→ Task item: Output a faithful copy of the entries, every picture removed.

→ Dataset entries:

━━━━━━━━━━━━━━━━━━━━━━━━━━━━━━

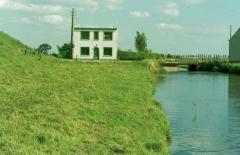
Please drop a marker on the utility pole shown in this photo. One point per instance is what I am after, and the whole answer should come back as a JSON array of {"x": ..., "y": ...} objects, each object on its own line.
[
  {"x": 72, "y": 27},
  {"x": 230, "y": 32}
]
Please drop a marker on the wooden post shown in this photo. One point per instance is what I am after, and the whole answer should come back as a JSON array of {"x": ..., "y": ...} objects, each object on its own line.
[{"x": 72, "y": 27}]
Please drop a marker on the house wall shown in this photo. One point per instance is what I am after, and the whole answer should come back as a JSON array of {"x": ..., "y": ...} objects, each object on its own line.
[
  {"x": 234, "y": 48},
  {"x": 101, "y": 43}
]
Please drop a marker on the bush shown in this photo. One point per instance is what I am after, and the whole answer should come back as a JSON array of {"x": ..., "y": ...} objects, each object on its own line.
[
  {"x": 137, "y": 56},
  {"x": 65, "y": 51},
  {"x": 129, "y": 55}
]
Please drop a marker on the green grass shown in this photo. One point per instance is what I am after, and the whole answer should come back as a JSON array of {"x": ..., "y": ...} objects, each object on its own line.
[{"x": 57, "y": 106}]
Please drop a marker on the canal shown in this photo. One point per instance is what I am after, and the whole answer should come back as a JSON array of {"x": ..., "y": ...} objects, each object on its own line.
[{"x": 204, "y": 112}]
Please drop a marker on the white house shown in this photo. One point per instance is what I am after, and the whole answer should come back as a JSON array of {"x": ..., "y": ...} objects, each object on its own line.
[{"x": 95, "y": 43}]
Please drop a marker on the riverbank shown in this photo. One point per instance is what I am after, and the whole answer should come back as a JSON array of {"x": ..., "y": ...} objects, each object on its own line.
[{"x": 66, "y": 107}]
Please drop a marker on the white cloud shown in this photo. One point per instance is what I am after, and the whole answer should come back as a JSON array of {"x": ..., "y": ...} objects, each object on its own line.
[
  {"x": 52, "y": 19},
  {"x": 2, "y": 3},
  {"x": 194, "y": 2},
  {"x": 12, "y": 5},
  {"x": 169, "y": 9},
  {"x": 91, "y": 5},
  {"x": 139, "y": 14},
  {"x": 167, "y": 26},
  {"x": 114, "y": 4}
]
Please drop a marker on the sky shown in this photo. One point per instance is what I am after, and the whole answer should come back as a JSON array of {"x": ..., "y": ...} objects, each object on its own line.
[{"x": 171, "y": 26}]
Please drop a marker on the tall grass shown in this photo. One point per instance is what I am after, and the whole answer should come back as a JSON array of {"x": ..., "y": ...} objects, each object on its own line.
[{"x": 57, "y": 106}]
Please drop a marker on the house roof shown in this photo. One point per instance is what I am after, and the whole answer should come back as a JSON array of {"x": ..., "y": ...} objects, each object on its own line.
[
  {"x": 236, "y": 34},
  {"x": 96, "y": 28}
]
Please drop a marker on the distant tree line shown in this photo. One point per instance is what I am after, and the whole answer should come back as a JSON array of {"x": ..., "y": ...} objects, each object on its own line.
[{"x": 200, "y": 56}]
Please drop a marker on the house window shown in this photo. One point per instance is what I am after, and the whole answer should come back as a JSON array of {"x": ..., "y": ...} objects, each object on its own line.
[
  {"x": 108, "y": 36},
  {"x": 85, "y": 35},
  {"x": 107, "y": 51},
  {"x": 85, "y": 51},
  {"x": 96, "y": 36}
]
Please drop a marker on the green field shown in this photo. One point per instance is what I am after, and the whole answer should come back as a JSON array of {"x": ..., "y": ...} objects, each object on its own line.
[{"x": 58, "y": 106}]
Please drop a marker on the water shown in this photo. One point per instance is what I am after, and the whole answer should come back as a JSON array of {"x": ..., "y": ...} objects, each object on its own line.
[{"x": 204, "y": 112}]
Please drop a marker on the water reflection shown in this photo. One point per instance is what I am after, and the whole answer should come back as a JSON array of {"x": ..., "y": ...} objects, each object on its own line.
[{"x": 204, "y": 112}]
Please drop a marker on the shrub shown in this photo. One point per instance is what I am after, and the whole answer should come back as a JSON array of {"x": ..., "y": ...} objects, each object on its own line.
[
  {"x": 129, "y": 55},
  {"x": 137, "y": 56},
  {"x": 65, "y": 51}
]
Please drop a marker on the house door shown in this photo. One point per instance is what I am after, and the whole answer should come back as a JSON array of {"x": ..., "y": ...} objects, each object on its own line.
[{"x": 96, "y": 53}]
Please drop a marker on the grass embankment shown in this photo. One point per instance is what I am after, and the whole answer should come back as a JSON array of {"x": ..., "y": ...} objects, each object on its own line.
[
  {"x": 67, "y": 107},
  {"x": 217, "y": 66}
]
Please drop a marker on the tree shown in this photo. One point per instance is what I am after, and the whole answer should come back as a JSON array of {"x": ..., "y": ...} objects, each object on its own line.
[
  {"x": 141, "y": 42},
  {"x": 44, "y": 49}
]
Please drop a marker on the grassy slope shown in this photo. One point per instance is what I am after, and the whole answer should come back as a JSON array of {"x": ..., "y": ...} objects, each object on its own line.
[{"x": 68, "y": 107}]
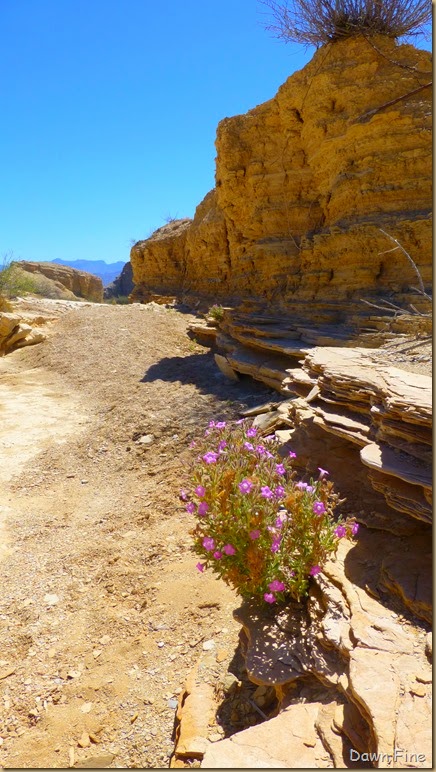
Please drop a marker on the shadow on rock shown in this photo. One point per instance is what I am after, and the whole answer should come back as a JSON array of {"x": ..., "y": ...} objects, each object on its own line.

━━━━━━━━━━━━━━━━━━━━━━━━━━━━━━

→ Output of the exercise:
Please drop a marker on the utility pole shown in this photo. One point per instance is what I am after, and the whole answer should come back as a JSON array of {"x": ..., "y": ...} objects, each object on its own line.
[
  {"x": 72, "y": 27},
  {"x": 230, "y": 32}
]
Please drop a marker on the wooden post shown in this photo. One point per instance is what I am after, and the whole answer should come back as a JSON array of {"x": ..., "y": ...} objects, each object on its own line.
[{"x": 72, "y": 27}]
Please drop a marker on the house wall shown in this photo. One point per instance is what I am after, and the whole answer should come back as a JSON array of {"x": ..., "y": ...} objects, each object on its own line.
[
  {"x": 234, "y": 48},
  {"x": 101, "y": 43}
]
Please drop a marker on the bush shown in this photo. One point per instance is what I am after, and the whole answer should come back as a JSON array of {"x": ..., "y": ...} objects, each object on its own line.
[
  {"x": 137, "y": 56},
  {"x": 65, "y": 51},
  {"x": 129, "y": 55}
]
Please drop a marker on the green grass shown in this photo. One point per instance is what I am after, and the whole answer should come back as a JSON array of {"x": ..., "y": ...} objects, each object on its own line.
[{"x": 57, "y": 106}]
Please drop a marker on the canal shown in this photo. One point per instance is what I am after, and the whole answer should come back as a JSON array of {"x": ..., "y": ...} objects, each object on its own line.
[{"x": 204, "y": 112}]
Please drop a marker on the white house shown in this photo. One point per instance is what I am after, and the whole answer should come back as a JSON array of {"x": ..., "y": ...} objects, each object on its own line.
[{"x": 95, "y": 43}]
Please drop a marker on the riverbank shown in this photo. One point per instance is what I am after, and the whole answer should come back as a JSON array of {"x": ..., "y": ...} objects, each object on its own line.
[{"x": 66, "y": 107}]
Please drop a marker on the white cloud shown in this photo. One point per instance is what I am after, and the whole answer should come back as a JSON array of {"x": ..., "y": ...} objects, each object on its own line.
[
  {"x": 52, "y": 19},
  {"x": 2, "y": 3},
  {"x": 194, "y": 2},
  {"x": 12, "y": 5},
  {"x": 169, "y": 9},
  {"x": 91, "y": 5},
  {"x": 139, "y": 14},
  {"x": 167, "y": 26},
  {"x": 114, "y": 4}
]
Please drop a marker on the sky shown in this photo. One point per instance is what I am after, and the whole answer should come back as a JSON array of {"x": ..., "y": ...} objects, each object on its own line.
[{"x": 171, "y": 26}]
Please drop a marker on the tall grass shown in this photo. One point per instance is what I am after, and the whole answer should come back as a JSON array of {"x": ..., "y": ...} objects, each object on its own line.
[{"x": 57, "y": 106}]
Please drop a marker on the house roof shown in this photo. One point per instance is what I am after, and the whole answer should come back as a JSON array of {"x": ..., "y": ...} objects, each object on its own line.
[
  {"x": 236, "y": 34},
  {"x": 96, "y": 28}
]
Please drop a marker on the distant tree line shown in this photo. One point per instance is what I am after, and the whole answer should come back as a JSON array of {"x": ..., "y": ...} objects, each object on its own line.
[{"x": 200, "y": 56}]
Please drop a marker on the house window shown in this photo. One point per instance is what I am after, and the whole answer should come back as a JSON array of {"x": ..., "y": ...} objects, each object on its own line.
[
  {"x": 108, "y": 36},
  {"x": 85, "y": 35},
  {"x": 107, "y": 51},
  {"x": 85, "y": 51},
  {"x": 96, "y": 36}
]
Please drop a marker on the green field shown in this photo. One point per instance is what I am after, and the whole answer should come back as a JSON array of {"x": ..., "y": ...} objects, each object on its own line.
[{"x": 58, "y": 106}]
Please drop a marker on the water shown in this photo. One point per instance is what I am after, and the whole answer should come back as a JSON array of {"x": ..., "y": ...} objects, each object on its own line.
[{"x": 204, "y": 112}]
Please drop a marker on the water reflection shown in this photo. One point per instance is what I am after, and the whole answer should come back as a JSON array of {"x": ..., "y": ...} objects, each object on its own line.
[{"x": 204, "y": 112}]
Please drop a marker on the shrub shown in this photo. One point per instance is what I am after, and the whole answer should come back as a JSON array of {"x": ..., "y": ...} objects, each object on its own line.
[
  {"x": 129, "y": 55},
  {"x": 137, "y": 56},
  {"x": 65, "y": 51}
]
Please drop a marker on the house door shown in this photo. One point per instance is what I am after, and the whole answer should come back as a JSON array of {"x": ..., "y": ...} objects, each object on its own line.
[{"x": 96, "y": 53}]
Please drop a marker on the grass embankment shown in this photo. One point per instance is what I am after, and the whole answer should come back as a JSON array of {"x": ..., "y": ...} objects, each object on its own line.
[
  {"x": 67, "y": 107},
  {"x": 217, "y": 66}
]
Please drop a marker on the tree shown in this photo. One point per instance is what I am after, and the whole answer should come back as a JSON array of {"x": ..., "y": ...} objects, each object on its own line.
[
  {"x": 141, "y": 42},
  {"x": 44, "y": 49}
]
Please drop a marker on the grassy slope shown in this photo. One point per instance is what I am after, and the whole answer should come back as a JSON array of {"x": ..., "y": ...} objects, each object on its own line.
[{"x": 68, "y": 107}]
Please drop a marker on the shadow on rock shown in this photo. One point per instance is what I am after, and the whole answer should come back as a JSON array of {"x": ..., "y": ...} objects, each object on its own line.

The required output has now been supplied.